* _Entries provided_

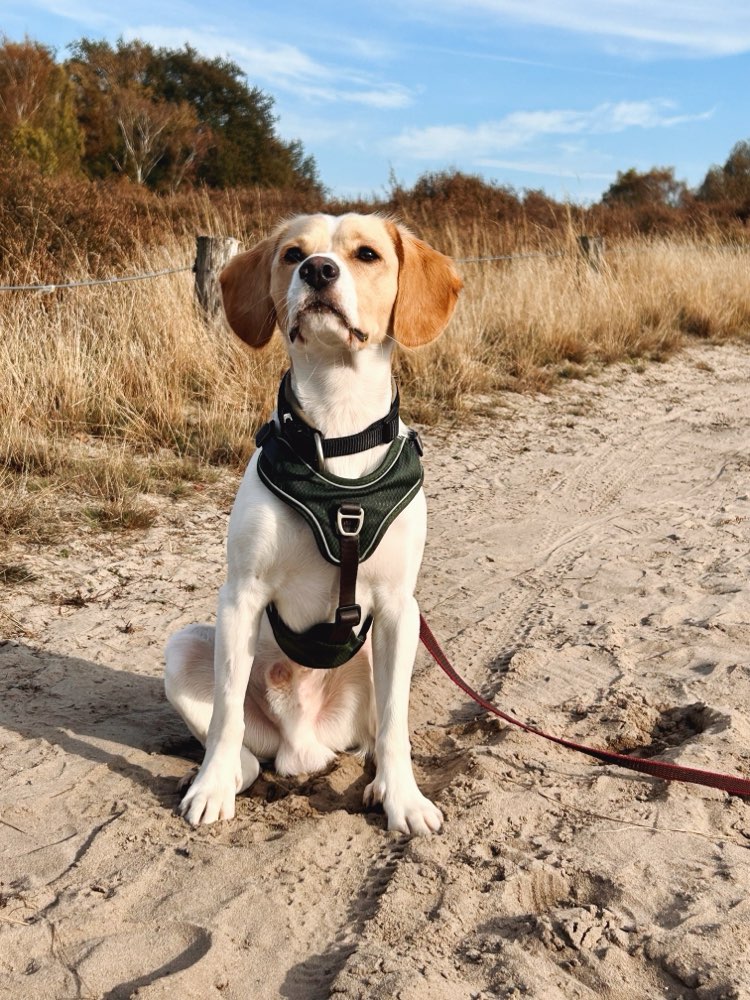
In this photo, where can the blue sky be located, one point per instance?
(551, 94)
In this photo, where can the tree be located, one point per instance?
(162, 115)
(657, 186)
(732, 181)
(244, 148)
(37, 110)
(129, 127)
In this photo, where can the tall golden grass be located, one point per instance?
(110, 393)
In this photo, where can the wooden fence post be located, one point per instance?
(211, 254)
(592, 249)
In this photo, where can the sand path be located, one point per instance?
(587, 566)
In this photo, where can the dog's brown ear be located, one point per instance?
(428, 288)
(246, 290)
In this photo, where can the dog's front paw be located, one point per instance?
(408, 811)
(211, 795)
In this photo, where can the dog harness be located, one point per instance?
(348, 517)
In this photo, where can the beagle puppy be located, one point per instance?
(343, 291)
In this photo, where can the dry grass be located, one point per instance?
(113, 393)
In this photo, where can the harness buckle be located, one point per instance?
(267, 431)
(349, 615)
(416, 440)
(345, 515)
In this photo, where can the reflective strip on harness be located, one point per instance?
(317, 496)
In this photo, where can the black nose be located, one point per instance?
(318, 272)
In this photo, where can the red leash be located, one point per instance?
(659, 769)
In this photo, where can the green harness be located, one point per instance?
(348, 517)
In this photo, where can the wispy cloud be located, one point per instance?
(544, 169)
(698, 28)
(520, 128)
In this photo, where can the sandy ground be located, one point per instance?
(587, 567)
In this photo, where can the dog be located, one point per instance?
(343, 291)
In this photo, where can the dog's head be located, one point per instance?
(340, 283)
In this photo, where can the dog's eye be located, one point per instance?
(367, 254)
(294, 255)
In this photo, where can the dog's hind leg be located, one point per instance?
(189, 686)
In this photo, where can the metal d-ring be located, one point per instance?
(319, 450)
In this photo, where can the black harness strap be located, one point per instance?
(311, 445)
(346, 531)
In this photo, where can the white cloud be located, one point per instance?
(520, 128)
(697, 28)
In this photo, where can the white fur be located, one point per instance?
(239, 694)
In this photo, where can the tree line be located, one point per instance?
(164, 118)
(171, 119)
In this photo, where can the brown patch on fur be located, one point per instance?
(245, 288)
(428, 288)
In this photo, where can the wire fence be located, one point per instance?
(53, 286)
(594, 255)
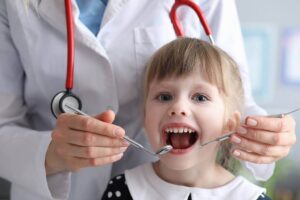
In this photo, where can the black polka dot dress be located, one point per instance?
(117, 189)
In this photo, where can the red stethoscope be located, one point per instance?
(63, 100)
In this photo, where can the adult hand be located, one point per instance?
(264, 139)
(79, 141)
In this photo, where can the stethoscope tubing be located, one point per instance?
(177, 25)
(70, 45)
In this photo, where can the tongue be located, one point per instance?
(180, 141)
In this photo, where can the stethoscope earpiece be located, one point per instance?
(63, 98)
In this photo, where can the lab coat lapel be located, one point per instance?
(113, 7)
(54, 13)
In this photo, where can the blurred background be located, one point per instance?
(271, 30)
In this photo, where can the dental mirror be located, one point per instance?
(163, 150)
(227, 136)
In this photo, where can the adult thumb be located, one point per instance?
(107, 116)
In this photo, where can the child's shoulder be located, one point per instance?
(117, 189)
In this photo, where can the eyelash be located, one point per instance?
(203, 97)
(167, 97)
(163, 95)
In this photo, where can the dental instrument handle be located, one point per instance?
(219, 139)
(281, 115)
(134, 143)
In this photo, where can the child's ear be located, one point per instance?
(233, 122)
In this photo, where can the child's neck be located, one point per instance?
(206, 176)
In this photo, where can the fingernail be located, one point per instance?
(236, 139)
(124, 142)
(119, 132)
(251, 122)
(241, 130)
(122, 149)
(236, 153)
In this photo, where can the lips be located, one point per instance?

...

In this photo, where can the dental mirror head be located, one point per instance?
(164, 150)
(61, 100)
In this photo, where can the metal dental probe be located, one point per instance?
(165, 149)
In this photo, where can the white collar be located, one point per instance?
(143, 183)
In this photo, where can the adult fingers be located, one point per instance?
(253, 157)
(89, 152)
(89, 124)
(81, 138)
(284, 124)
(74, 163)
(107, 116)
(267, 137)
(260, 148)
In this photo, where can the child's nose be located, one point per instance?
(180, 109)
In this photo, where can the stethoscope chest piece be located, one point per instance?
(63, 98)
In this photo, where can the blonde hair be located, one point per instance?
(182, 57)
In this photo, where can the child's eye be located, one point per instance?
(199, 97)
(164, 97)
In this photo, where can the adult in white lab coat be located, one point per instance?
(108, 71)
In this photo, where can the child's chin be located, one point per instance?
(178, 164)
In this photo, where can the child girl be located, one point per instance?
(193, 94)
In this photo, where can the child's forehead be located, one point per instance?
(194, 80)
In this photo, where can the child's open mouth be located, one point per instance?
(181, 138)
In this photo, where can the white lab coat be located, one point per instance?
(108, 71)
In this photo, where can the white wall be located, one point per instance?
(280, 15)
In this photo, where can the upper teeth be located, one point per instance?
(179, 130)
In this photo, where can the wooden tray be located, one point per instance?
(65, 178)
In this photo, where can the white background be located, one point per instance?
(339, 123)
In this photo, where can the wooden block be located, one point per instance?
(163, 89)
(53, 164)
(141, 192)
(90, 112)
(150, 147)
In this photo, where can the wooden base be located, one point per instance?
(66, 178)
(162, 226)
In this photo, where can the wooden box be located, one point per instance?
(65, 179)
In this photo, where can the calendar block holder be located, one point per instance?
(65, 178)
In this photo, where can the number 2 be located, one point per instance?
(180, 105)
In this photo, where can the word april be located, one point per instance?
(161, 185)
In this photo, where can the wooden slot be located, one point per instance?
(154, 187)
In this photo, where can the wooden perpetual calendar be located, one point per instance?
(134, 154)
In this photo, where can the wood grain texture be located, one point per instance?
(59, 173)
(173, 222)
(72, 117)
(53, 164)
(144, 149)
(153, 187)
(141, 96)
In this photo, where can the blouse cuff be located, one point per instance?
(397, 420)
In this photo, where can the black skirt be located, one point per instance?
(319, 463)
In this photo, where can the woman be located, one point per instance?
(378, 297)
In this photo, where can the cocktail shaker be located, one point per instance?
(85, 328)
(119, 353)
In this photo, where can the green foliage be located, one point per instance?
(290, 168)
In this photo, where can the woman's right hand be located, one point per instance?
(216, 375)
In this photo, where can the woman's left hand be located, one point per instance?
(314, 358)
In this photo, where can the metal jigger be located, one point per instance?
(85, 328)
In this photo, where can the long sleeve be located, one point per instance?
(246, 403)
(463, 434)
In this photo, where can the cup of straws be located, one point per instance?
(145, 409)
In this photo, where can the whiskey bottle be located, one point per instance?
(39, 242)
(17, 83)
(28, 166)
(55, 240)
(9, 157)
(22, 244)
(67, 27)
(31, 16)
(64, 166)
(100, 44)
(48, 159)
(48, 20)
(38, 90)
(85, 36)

...

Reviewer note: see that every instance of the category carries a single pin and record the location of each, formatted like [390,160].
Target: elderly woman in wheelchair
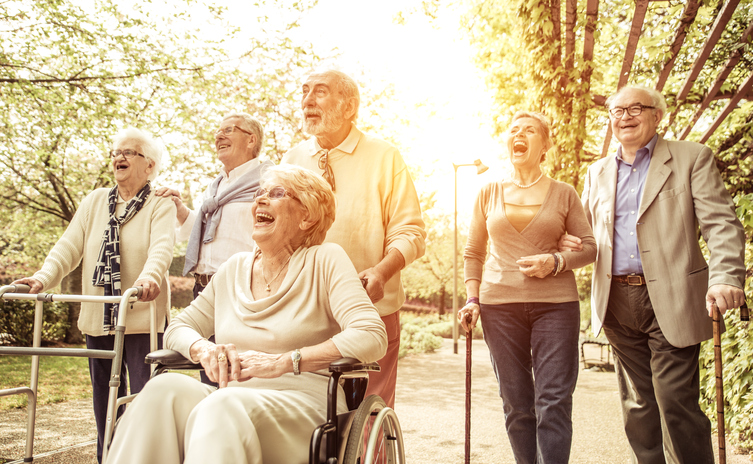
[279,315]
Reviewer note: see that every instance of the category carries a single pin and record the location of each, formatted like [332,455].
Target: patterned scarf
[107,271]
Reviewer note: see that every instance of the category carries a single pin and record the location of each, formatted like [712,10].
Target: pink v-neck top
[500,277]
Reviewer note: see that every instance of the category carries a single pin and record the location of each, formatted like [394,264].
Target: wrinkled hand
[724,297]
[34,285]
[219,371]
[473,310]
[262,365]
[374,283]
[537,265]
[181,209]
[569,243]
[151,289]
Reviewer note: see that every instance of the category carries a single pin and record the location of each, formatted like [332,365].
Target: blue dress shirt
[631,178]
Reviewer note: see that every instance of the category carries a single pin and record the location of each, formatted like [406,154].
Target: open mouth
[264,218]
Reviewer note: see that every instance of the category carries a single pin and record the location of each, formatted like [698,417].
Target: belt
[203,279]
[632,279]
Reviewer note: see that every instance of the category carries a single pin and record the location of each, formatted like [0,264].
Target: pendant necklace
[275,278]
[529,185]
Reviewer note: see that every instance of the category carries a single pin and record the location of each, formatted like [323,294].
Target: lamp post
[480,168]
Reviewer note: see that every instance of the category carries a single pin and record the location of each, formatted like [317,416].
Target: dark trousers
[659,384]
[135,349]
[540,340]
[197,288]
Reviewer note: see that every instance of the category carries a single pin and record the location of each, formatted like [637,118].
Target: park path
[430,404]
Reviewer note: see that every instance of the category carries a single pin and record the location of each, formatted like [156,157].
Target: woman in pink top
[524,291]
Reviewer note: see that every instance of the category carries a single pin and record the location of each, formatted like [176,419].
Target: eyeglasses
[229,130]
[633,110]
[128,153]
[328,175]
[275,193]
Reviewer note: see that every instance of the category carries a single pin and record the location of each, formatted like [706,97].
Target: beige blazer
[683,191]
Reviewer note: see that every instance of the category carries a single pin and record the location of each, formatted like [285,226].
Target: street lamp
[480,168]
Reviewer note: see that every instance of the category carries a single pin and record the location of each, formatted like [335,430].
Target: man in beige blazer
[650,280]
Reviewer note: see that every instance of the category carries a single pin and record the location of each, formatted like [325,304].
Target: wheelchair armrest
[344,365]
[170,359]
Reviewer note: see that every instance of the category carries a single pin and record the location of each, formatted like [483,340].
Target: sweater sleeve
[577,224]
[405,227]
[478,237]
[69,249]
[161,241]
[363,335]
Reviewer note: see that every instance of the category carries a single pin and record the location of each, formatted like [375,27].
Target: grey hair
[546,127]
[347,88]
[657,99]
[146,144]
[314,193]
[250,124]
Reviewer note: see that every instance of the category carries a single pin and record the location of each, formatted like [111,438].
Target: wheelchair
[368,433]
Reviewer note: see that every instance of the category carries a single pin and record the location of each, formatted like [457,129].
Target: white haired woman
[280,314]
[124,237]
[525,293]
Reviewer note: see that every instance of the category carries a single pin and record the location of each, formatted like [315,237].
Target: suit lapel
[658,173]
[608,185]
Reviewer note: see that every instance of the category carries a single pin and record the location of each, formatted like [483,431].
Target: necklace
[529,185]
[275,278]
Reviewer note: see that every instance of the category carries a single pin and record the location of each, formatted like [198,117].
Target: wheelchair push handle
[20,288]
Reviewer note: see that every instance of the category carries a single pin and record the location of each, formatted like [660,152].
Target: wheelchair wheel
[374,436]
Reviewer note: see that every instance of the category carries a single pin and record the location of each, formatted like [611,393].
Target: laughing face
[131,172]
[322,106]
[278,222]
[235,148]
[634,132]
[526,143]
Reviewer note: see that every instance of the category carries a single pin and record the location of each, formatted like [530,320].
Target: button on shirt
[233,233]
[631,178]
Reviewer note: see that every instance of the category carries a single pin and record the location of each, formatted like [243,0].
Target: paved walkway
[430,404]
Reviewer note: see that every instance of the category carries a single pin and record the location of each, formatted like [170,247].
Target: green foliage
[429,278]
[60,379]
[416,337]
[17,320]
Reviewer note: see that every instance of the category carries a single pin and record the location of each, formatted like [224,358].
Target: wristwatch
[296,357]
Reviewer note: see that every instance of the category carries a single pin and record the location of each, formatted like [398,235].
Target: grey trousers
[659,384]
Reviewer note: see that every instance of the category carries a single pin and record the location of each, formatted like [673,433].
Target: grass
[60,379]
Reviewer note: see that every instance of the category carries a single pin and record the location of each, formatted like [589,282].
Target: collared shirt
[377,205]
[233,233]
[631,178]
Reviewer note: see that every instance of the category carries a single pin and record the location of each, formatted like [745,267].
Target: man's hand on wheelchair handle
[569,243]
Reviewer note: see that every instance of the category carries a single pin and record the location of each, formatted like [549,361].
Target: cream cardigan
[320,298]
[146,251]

* _Exercise directions_
Return every line of the data above that contains the word "brown".

* _Answer for this exercise_
In this photo, where can the dog's brown ear be located, one point per instance?
In this photo, where can the brown patch on fur be located, one point per instance?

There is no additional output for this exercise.